Now, as I said, we must have complete faith in what the scripture says. Faith is the root of everything. In fact, Śrī Ramakrishna says, "If a man has achieved faith, he has achieved everything." That is what Bhagavad Gītā also completely confirms: yo yat śraddhāḥ sa eva saḥ—a man is absolutely what his faith is. Because his whole life will be ruled over just as a spirit sits on the head of a person and makes him do what are, in Bhagavad Gītā's words, like a puppeteer who makes the puppets move according to his will. Śraddhā is one which moves.

No Eternal Hell

If a person is a wicked person, then he will be born in lower births, which means it will take a longer time. But in Hinduism, there is nothing called eternal hell, because the result of karma is limited. Therefore, even evil karma is also limited. Therefore, the result of evil karma is also limited.

But then, if we have faith, and if anyone has faith, he will not do evil actions because nobody willingly, knowingly does anything that brings on suffering. So lower naraka, hell, means suffering. Heaven means its opposite, enjoyment.

▶ What the exercise asks
Copy the passage on faith and karma from "Now, as I said, we" to "of evil karma is also limited.", replacing "puppeteer" with "puppet master". The data below plays no part in this.

▶ Extracted data
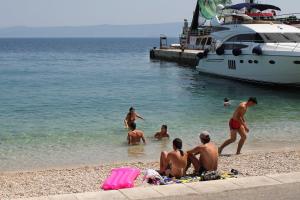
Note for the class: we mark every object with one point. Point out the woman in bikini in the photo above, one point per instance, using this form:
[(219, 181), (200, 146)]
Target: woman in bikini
[(238, 124), (131, 117)]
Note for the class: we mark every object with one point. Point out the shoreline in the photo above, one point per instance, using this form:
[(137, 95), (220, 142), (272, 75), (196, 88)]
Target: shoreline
[(246, 151), (89, 178)]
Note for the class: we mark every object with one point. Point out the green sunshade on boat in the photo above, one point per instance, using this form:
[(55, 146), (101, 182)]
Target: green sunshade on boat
[(208, 8)]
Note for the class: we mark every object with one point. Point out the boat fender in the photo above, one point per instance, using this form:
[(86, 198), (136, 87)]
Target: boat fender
[(220, 51), (200, 55), (257, 50), (152, 55), (236, 52), (205, 53)]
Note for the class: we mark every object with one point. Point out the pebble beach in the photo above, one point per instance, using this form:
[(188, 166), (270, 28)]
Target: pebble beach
[(23, 184)]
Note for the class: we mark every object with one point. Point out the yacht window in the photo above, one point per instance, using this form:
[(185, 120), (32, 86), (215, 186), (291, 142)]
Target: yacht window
[(246, 38), (203, 41), (281, 37), (297, 62), (272, 62), (231, 46)]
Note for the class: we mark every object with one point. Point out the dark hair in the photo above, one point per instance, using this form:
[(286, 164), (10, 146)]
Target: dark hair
[(205, 139), (177, 143), (133, 126), (165, 127), (252, 99)]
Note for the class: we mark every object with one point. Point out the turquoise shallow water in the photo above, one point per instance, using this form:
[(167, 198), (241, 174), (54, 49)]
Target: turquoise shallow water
[(63, 102)]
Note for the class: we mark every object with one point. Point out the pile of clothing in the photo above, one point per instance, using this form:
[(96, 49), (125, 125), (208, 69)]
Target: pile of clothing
[(154, 178)]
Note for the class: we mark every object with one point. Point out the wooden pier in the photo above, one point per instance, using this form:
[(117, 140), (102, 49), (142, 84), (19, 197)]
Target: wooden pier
[(188, 57)]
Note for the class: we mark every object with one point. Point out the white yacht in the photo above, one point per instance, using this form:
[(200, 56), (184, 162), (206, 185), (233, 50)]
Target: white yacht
[(256, 50)]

▶ Response to the exercise
Now, as I said, we must have complete faith in what the scripture says. Faith is the root of everything. In fact, Śrī Ramakrishna says, "If a man has achieved faith, he has achieved everything." That is what Bhagavad Gītā also completely confirms: yo yat śraddhāḥ sa eva saḥ—a man is absolutely what his faith is. Because his whole life will be ruled over just as a spirit sits on the head of a person and makes him do what are, in Bhagavad Gītā's words, like a puppet master who makes the puppets move according to his will. Śraddhā is one which moves.

No Eternal Hell

If a person is a wicked person, then he will be born in lower births, which means it will take a longer time. But in Hinduism, there is nothing called eternal hell, because the result of karma is limited. Therefore, even evil karma is also limited. Therefore, the result of evil karma is also limited.